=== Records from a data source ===
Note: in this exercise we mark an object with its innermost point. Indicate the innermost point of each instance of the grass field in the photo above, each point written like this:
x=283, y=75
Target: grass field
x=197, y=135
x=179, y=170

=== YOUR INSTRUCTIONS ===
Please give back all of the data exactly as it appears.

=== EXERCISE RESPONSE ===
Note: in this exercise we mark an object with its innermost point. Indicate the innermost point of each instance of the grass field in the photo above, each point written like this:
x=283, y=75
Target: grass field
x=197, y=135
x=179, y=170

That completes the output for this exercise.